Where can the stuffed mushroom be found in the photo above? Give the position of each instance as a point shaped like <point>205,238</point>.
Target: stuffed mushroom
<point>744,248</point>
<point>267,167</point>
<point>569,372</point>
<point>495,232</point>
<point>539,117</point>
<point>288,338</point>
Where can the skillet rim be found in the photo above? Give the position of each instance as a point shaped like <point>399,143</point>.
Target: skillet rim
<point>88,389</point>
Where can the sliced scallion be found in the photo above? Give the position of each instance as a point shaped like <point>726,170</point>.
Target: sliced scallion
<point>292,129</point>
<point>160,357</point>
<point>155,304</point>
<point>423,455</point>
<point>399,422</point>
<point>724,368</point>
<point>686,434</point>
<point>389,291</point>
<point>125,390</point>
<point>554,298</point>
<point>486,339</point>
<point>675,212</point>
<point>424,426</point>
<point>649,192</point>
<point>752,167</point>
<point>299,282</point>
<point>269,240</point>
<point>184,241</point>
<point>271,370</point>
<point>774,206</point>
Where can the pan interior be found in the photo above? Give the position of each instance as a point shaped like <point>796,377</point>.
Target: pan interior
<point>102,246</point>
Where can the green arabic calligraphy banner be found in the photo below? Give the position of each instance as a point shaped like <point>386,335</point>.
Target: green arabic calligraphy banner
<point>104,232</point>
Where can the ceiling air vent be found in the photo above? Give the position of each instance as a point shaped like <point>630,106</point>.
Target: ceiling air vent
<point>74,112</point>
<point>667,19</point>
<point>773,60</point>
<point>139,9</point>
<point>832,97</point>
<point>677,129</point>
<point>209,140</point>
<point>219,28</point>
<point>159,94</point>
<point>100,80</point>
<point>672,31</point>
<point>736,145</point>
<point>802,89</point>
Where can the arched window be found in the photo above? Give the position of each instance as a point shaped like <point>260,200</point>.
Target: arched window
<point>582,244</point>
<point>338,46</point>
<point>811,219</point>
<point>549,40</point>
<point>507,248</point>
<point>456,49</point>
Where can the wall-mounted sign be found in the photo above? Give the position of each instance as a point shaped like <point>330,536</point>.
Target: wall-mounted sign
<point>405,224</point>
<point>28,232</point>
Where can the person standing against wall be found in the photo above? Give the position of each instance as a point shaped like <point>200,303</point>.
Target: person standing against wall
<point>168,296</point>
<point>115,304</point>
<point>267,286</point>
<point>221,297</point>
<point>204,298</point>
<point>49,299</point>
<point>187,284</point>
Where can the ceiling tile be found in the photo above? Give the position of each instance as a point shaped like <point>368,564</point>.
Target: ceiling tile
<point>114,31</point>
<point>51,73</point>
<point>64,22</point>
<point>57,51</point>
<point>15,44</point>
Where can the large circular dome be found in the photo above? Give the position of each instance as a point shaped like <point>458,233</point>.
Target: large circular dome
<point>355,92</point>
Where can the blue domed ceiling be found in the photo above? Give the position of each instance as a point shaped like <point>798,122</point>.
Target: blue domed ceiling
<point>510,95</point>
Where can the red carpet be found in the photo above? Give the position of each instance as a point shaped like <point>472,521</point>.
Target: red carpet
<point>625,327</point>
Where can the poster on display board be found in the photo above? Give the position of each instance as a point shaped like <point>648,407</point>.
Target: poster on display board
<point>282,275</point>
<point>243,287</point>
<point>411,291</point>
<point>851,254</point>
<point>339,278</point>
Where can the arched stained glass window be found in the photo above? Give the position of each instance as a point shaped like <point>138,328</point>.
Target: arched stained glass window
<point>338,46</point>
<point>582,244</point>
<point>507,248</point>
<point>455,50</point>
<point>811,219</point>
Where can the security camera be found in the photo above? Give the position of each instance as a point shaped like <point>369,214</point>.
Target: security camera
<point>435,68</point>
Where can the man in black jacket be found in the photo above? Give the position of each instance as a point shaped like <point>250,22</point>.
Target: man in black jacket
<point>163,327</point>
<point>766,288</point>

+-------+

**What you need to do**
Using the data above, reproduce exactly the lines between those holding "Target: green arabic calligraphy banner" and "Where can the ceiling air", inclusive, and no others.

**Exercise response**
Target: green arabic calligraphy banner
<point>104,232</point>
Where can the ceiling air vent be found in the photo above? Give the position of each instance as a point shaped like <point>630,106</point>.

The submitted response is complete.